Bereavement in Adult Life

Review of Bereavement in Adult Life – Full article

The article, Bereavement In Adult Life, written by consultant psychiatrist Colin Murray Parkes

Is positioned from the doctors perspective with regard to bereavement and how best it can be handled by doctors on all levels starting from the General Practitioner as they are best placed to guide a patient through this transition. 

I decided to use this article because it provides statistics that back up a theory that I have not yet had time to research. Clegg (1988) found that 31% of 71 patients admitted to a psychiatric unit for the elderly had recently been bereaved. I suspect the number is really high when the boundaries of research are widened. 

Murray-Parkes points to the startling truth that despite the most impressive scientific advancements designed to prolong life, the health service still loses 100% of it’s clients and whilst that statistic is unavoidable I think that the article points out many effective ways in which the process of the resulting grief can be handled for those who are left behind. Loss is a common cause of illness and yet this basic fact is often overlooked. In the Western world grief has become an ailment to be medicated against; this is a dangerous development because it is often the case that those who experience loss would actually benefit far more from talking therapies, such as bereavement counselling or hypnotherapy even.

There are so many levels of understanding needed by the GP and although he is best placed, he is often strapped for time which also allows for the high number of unrecognised grief related symptoms that risk being medicated against when conversation and a listening ear would do so much more.

◆ **Given records**:
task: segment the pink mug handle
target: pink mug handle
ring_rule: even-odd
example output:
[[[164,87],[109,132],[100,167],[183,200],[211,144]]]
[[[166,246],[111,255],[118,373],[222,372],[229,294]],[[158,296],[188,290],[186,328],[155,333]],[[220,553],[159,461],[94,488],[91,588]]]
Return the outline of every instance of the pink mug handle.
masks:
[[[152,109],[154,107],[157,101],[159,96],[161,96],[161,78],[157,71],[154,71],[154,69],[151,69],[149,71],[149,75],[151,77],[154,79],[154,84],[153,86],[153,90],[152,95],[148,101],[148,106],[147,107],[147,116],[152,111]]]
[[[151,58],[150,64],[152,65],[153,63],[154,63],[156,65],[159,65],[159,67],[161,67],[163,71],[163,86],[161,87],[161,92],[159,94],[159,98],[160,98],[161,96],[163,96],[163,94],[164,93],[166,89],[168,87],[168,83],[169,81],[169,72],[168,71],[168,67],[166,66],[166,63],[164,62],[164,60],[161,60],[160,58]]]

◆ **Exercise instructions**:
(A) Could you render the sentence "Loss is a common cause of illness and yet this basic fact is often overlooked." from the bereavement review into Spanish?
(B) Copy the passage of the bereavement review starting with "Murray-Parkes points to" and going on through "or hypnotherapy even.".

◆ **Responses**:
(A) La pérdida es una causa común de enfermedad y, sin embargo, este hecho básico a menudo se pasa por alto.

(B)
Murray-Parkes points to the startling truth that despite the most impressive scientific advancements designed to prolong life, the health service still loses 100% of it’s clients and whilst that statistic is unavoidable I think that the article points out many effective ways in which the process of the resulting grief can be handled for those who are left behind. Loss is a common cause of illness and yet this basic fact is often overlooked. In the Western world grief has become an ailment to be medicated against; this is a dangerous development because it is often the case that those who experience loss would actually benefit far more from talking therapies, such as bereavement counselling or hypnotherapy even.